BEGIN The data
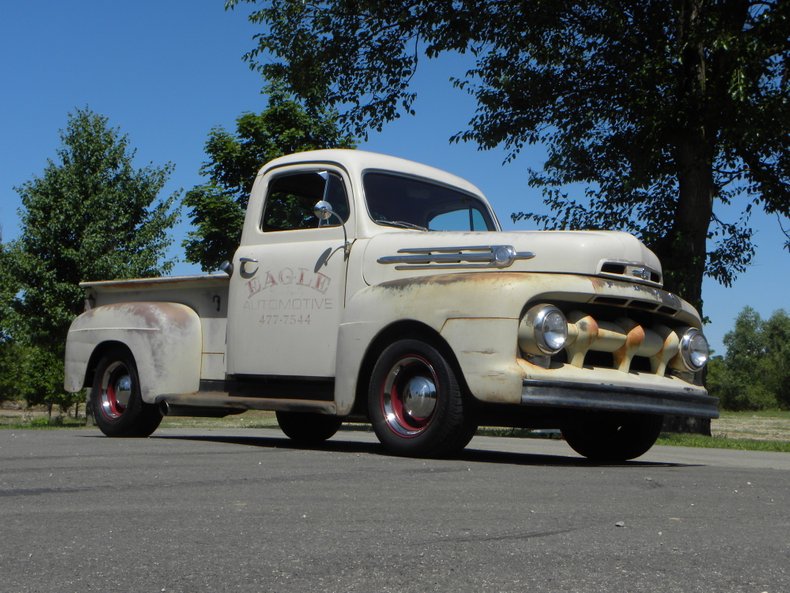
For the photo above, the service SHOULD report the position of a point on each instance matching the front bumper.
(618, 398)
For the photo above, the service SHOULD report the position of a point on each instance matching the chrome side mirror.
(323, 211)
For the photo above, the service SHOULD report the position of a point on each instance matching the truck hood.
(610, 254)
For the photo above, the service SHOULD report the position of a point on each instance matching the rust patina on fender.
(478, 316)
(164, 338)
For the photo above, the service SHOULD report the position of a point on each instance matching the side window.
(468, 219)
(407, 202)
(290, 199)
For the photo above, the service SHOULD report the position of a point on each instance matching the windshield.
(405, 202)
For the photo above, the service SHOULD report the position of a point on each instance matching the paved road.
(239, 510)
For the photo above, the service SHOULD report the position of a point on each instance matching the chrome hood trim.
(455, 258)
(607, 254)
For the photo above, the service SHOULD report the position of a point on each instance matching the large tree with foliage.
(217, 207)
(666, 111)
(91, 215)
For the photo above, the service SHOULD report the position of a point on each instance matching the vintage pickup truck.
(373, 289)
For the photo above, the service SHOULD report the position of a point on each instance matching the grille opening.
(612, 268)
(617, 302)
(594, 358)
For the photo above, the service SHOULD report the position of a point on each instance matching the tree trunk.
(684, 249)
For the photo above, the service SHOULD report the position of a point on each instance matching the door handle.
(244, 261)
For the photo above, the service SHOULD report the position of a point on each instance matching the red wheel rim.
(115, 390)
(409, 396)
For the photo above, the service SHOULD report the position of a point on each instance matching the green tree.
(664, 111)
(90, 216)
(217, 208)
(776, 365)
(755, 372)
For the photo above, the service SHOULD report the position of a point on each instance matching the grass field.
(755, 431)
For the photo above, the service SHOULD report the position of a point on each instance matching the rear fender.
(164, 339)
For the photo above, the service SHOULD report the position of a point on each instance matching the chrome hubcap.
(116, 390)
(409, 396)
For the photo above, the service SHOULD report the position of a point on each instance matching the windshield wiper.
(400, 224)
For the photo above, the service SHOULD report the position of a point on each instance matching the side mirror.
(226, 267)
(323, 211)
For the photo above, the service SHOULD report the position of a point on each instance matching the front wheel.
(415, 402)
(308, 428)
(614, 437)
(117, 405)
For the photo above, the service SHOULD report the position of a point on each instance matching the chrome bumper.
(614, 398)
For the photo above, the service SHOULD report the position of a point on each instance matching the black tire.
(614, 437)
(416, 404)
(308, 429)
(118, 407)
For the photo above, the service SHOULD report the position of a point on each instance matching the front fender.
(477, 314)
(164, 338)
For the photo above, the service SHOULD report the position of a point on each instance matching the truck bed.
(207, 295)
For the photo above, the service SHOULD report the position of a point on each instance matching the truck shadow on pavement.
(470, 454)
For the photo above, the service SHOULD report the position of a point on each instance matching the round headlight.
(544, 330)
(694, 349)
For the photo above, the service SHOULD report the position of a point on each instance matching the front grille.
(627, 339)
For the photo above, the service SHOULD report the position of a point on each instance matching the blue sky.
(165, 72)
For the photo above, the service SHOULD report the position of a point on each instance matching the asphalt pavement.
(194, 510)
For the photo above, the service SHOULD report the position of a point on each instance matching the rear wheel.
(415, 402)
(308, 428)
(614, 437)
(118, 407)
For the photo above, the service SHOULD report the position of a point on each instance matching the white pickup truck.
(373, 289)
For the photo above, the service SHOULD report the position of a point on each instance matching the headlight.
(544, 330)
(694, 349)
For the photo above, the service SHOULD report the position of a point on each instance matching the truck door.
END The data
**What to do**: Omit the pictures. Output every record above word for word.

**Response to the exercise**:
For the photo above, the service SHOULD report the position of a point on each instance matching the front bumper.
(618, 398)
For the photo above, the service SHOULD report the position of a point on each instance matching the chrome side mirror.
(323, 211)
For the photo above, the service SHOULD report the position of a point on each instance matching the truck hood.
(610, 254)
For the photo above, the service SHOULD report the position of a point on each instance matching the rust patina on fender.
(478, 316)
(164, 338)
For the photo above, the service SHOULD report the position of a point on each instance matching the side window.
(468, 219)
(407, 202)
(290, 199)
For the photo above, the service SHOULD report the position of a point on each instance matching the windshield.
(405, 202)
For the photo above, the service SHOULD report the position of a point on each instance matching the paved road.
(239, 510)
For the photo above, the service SHOULD report the position of a point on each instance matching the chrome hood trim.
(455, 258)
(607, 254)
For the photo above, the service SHOULD report the position of a point on each instance matching the large tree with foliage.
(217, 207)
(666, 111)
(91, 215)
For the photo above, the service SHOULD report the position of a point on each instance matching the vintage pickup truck.
(373, 289)
For the photo above, the service SHOULD report the position of a point on each instance matching the grille opening.
(612, 268)
(617, 302)
(594, 358)
For the photo above, the service SHOULD report the position of a point on each instance matching the tree trunk.
(684, 249)
For the photo above, the service SHOULD report the position of a point on each instance matching the door handle.
(244, 261)
For the photo above, the service SHOULD report the position of a point on each instance matching the red wheel rim.
(115, 390)
(409, 396)
For the photo above, the service SHOULD report the position of a point on each instance matching the green tree.
(664, 111)
(90, 216)
(217, 208)
(776, 365)
(755, 372)
For the photo above, the service SHOULD report the position of a point on each instance matching the grass field.
(755, 431)
For the photo above, the service SHOULD report the position of a point on each instance matching the rear fender.
(164, 339)
For the photo above, the service SHOULD report the position of a point on each instance matching the chrome hubcap.
(116, 390)
(409, 396)
For the photo above, the service SHOULD report the position of a point on each instance matching the windshield wiper.
(400, 224)
For the photo above, the service SHOULD report the position of a point on each instance matching the side mirror.
(226, 267)
(323, 211)
For the photo above, the service SHOULD report the position of a point on each instance matching the front wheel.
(415, 402)
(308, 428)
(614, 437)
(117, 405)
For the photo above, the service SHOULD report the position of a point on each instance matching the chrome bumper.
(614, 398)
For the photo above, the service SHOULD report the position of a point on each instance matching the black tire.
(614, 437)
(416, 404)
(308, 429)
(118, 407)
For the photo above, the service SHOULD report the position of a point on each instance matching the front fender.
(477, 314)
(164, 338)
For the photo above, the service SHOULD report the position of a point on each instance matching the truck bed.
(207, 295)
For the photo above, the service SHOULD report the position of a point on each instance matching the truck shadow on pavement.
(470, 454)
For the photo above, the service SHOULD report the position of a point on each instance matching the round headlight.
(544, 330)
(694, 349)
For the photo above, the service SHOULD report the position of a point on each instance matching the front grille.
(627, 339)
For the photo above, the service SHOULD report the position of a point on each instance matching the blue sky.
(165, 72)
For the photo above, the service SHOULD report the position of a point on each instance matching the asphalt pavement.
(194, 510)
For the photo above, the service SHOULD report the position of a point on each instance matching the rear wheel.
(415, 402)
(308, 428)
(614, 437)
(118, 407)
For the photo above, the service SHOULD report the position of a point on each instance matching the white pickup truck.
(373, 289)
For the photo above, the service SHOULD report the position of a point on each instance matching the headlight.
(544, 330)
(694, 349)
For the photo above, the service SHOULD report the position of a point on each instance matching the truck door.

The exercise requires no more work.